■ Required actions:
a: For the post on DRM scheduler teardown, decide whether each statement agrees with it: (i) Jobs should hold a reference to the scheduler. (ii) For drivers with a 1:1 entity-to-scheduler relationship, teardown sets the TDR timeout to zero. (iii) Only the worker would need to check the kill list. Answer yes or no for each, quoting the words of the post that decide it.
b: Write the next part of the post on DRM scheduler teardown, starting after its last sentence.

■ Selected text:
Right, this is essentially my point — I think refcounting on the driver
side is what the long-term solution really needs to be.

To recap the basic rules:

- Entities should not be finalized or freed until all jobs associated
  with them are freed.
- Schedulers should not be finalized or freed until all associated
  entities are finalized.
- Jobs should hold a reference to the entity.
- Entities should hold a reference to the scheduler.

I understand this won’t happen overnight — or perhaps ever — but
adopting this model would solve a lot of problems across the subsystem
and reduce a significant amount of complexity in the DRM scheduler. I’ll
also acknowledge that part of this is my fault — years ago, I worked
around problems (implemented above ref count model) in the scheduler
related to teardown rather than proposing a common, unified solution,
and clear lifetime rules.

For drivers with a 1:1 entity-to-scheduler relationship, teardown
becomes fairly simple: set the TDR timeout to zero and naturally let the
remaining jobs flush out via TDR + the timedout_job callback, which
signals the job’s fence. Free job, is called after that.

For non-1:1 setups, we could introduce something like
drm_sched_entity_kill, which would move all jobs on the pending list of
a given entity to a kill list. A worker could then process that kill
list — calling timedout_job and signaling the associated fences.
Similarly, any jobs that had unresolved dependencies could be
immediately added to the kill list. The kill list would have to be
checked in drm_sched_free_job_work too.

This would ensure that all jobs submitted would go through the full
lifecycle:

- run_job is called
- free_job is called
- If the fence returned from run_job needs to be artificially signaled,
  timedout_job is called

We can add the infrastructure for this and once all driver adhere this
model, clean up ugliness in the scheduler related to teardown and all
races here.

> Did you see the series we recently merged which repairs the memory
> leaks of drm/sched? It had been around for quite some time.

■ Data excerpt:

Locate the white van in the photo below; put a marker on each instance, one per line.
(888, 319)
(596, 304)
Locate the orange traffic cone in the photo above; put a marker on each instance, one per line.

■ Task-by-task results:
a:
(i) No: "Jobs should hold a reference to the entity."
(ii) Yes: "set the TDR timeout to zero and naturally let the remaining jobs flush out via TDR + the timedout_job callback"
(iii) No: "The kill list would have to be checked in drm_sched_free_job_work too."

b:
> 
> https://lore.kernel.org/dri-devel/20250701132142.76899-3-phasta@kernel.org/
>

I would say this is just hacking around the fundamental issues with the
lifetime of these objects. Do you see anything in Nouveau that would
prevent the approach I described above from working?

Also, what if jobs have dependencies that aren't even on the pending
list yet? This further illustrates the problems with trying to finalize
objects while child objects (entities, job) are still around.

Matt

> 
> P.
> 
> > 
> > Matt
> > 
> > > Matt
> > > 
> > > > P.
> > > > 
> > > > 
> > > > > 
> > > > > > 
> > > > > > There are two solutions:
> > > > > > 
> > > > > >   (1) Strictly require all entities to be torn down before drm_sched_fini(),
> > > > > >       i.e. stick to the natural ownership and lifetime rules here (see below).
> > > > > > 
> > > > > >   (2) Actually protect *any* changes of the relevent fields of the entity
> > > > > >       structure with the entity lock.
> > > > > > 
> > > > > > While (2) seems rather obvious, we run into lock inversion with this approach,
> > > > > > as you note below as well. And I think drm_sched_fini() should not mess with
> > > > > > entities anyways.
> > > > > > 
> > > > > > The ownership here seems obvious:
> > > > > > 
> > > > > > The scheduler *owns* a resource that is used by entities. Consequently, entities
> > > > > > are not allowed to out-live the scheduler.
> > > > > > 
> > > > > > Surely, the current implementation to just take the resource away from the
> > > > > > entity under the hood can work as well with appropriate locking, but that's a
> > > > > > mess.
> > > > > > 
> > > > > > If the resource *really* needs to be shared for some reason (which I don't see),
> > > > > > shared ownership, i.e. reference counting, is much less error prone.
> > > > > 
> > > > > Yes, Xe solves all of this via reference counting (jobs refcount the
> > > > > entity). It's a bit easier in Xe since the scheduler and entities are
> > > > > the same object due to their 1:1 relationship. But even in non-1:1
> > > > > relationships, an entity could refcount the scheduler. The teardown
> > > > > sequence would then be: all jobs complete on the entity → teardown the
> > > > > entity → all entities torn down → teardown the scheduler.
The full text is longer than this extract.